▶ _YOUR OBJECTIVE_
Count the lines in the rows below that contain the string "adult"; case counts. Reply with the number alone.

▼

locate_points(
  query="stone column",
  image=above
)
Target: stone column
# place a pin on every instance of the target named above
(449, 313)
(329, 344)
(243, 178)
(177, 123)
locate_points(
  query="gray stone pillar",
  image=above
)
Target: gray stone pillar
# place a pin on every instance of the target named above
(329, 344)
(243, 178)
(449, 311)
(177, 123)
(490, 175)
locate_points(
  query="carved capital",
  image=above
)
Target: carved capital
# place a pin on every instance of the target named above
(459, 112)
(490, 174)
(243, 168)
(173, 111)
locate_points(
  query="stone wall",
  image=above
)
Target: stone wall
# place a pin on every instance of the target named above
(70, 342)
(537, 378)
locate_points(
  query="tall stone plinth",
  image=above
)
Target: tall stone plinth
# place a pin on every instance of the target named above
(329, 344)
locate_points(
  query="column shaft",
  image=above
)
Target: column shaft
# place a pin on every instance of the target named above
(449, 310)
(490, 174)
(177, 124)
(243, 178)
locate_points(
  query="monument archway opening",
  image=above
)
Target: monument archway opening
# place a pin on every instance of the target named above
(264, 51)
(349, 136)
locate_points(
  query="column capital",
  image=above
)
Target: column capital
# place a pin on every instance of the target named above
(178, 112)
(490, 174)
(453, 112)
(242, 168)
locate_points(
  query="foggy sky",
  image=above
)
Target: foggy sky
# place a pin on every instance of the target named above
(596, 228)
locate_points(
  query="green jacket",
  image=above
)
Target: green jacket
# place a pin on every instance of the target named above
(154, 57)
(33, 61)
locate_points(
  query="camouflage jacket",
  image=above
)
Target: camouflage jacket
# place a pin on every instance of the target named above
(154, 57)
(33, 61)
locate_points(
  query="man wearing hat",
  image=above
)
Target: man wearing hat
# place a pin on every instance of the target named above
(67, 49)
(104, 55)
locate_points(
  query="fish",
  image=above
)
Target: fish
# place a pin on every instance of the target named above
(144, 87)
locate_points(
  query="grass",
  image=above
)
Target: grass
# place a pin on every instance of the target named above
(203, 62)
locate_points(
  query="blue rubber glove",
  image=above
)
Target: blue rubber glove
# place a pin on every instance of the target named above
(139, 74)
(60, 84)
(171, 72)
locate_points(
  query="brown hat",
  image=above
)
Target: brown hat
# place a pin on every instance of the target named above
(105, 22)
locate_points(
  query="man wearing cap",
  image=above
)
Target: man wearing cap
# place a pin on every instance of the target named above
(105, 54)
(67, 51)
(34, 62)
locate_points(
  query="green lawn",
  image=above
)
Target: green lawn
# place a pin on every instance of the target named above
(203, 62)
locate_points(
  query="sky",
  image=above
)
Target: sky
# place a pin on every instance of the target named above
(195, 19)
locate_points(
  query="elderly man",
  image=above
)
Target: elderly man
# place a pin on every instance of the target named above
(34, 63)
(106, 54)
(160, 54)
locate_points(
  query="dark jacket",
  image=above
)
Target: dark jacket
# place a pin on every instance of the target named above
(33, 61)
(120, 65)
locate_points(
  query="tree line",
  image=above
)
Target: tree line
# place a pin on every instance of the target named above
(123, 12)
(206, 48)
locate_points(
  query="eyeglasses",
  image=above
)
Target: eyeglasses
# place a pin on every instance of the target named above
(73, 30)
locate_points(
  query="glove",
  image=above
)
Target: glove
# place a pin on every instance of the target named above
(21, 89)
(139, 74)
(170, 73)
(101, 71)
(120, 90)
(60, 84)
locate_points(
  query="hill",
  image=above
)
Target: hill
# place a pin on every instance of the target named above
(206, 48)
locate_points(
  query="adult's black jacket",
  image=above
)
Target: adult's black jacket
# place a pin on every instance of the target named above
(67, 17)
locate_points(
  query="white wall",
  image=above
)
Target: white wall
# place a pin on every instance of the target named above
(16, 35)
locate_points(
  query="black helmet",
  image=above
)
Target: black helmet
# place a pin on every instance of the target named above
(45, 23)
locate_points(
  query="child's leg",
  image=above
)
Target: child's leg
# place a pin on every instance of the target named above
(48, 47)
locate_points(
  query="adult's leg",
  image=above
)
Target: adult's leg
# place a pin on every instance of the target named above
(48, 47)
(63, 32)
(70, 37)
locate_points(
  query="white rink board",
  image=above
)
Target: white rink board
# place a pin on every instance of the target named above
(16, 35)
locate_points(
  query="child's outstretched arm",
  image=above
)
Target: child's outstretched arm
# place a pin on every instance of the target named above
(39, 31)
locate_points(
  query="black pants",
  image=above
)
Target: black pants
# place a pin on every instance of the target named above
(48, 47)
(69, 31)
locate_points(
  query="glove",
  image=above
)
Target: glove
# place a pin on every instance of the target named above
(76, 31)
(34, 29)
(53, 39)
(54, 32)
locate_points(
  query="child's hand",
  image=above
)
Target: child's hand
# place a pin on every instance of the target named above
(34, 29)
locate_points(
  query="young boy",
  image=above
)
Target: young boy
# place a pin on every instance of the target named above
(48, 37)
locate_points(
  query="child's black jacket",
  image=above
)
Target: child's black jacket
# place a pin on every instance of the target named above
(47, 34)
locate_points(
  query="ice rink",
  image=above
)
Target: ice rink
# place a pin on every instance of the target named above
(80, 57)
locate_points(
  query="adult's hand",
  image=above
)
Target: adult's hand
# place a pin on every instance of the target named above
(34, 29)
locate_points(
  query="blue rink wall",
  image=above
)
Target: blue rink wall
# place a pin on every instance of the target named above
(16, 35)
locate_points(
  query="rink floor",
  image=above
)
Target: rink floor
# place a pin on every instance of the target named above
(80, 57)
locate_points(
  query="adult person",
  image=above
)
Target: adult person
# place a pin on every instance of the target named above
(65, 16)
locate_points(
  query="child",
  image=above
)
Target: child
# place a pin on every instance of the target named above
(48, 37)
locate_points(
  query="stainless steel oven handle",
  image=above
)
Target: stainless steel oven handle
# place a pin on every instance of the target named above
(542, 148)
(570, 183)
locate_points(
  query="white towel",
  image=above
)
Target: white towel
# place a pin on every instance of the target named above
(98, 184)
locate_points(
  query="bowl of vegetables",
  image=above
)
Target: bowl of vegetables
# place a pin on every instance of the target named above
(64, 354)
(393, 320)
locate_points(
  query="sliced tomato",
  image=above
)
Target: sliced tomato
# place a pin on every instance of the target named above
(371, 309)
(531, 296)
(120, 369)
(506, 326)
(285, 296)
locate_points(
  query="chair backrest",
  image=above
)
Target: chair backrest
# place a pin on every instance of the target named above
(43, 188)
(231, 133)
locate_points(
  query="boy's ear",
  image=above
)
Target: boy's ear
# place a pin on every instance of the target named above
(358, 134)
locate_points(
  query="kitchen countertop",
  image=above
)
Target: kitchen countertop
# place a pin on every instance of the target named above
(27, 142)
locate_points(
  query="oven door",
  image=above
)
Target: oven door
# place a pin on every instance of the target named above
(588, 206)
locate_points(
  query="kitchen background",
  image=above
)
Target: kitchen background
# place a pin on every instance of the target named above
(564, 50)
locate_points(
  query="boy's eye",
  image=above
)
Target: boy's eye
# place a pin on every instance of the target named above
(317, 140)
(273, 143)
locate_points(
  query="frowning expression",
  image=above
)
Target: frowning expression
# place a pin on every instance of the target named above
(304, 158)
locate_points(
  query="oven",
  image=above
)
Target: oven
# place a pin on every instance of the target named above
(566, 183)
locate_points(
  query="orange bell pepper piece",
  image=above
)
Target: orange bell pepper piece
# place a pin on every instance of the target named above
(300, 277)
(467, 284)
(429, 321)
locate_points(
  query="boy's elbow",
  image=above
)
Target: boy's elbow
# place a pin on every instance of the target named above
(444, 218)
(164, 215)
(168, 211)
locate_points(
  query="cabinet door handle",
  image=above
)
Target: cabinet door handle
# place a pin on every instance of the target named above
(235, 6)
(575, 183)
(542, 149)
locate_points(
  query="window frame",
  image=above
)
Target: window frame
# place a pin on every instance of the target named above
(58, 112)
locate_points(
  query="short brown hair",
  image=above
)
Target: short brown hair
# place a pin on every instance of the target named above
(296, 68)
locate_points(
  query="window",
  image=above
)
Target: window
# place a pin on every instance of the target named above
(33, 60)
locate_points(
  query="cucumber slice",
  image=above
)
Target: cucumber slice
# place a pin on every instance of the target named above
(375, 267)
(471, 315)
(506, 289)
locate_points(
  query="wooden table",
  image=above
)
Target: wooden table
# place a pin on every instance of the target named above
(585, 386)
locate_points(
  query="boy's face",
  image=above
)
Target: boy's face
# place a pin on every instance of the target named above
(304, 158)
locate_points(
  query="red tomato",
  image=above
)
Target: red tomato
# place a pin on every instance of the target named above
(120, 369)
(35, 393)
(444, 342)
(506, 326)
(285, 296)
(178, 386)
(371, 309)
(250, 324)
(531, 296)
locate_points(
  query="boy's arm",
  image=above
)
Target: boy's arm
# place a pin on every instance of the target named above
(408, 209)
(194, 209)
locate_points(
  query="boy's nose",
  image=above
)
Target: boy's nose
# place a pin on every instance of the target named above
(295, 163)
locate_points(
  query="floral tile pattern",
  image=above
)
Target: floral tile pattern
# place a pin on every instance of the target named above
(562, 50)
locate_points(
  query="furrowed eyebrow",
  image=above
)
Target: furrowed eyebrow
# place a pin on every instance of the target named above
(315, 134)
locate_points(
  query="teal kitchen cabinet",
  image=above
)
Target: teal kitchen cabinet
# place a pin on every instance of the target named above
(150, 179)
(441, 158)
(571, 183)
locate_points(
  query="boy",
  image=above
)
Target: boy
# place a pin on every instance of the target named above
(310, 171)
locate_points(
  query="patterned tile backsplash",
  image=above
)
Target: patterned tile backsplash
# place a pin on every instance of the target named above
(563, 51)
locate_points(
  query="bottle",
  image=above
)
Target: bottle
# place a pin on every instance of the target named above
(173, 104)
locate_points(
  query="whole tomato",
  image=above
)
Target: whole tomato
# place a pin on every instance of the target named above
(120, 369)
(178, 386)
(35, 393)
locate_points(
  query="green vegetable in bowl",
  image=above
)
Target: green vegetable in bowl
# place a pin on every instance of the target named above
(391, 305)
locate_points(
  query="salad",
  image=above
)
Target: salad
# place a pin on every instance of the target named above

▲

▶ _SOLUTION BELOW_
8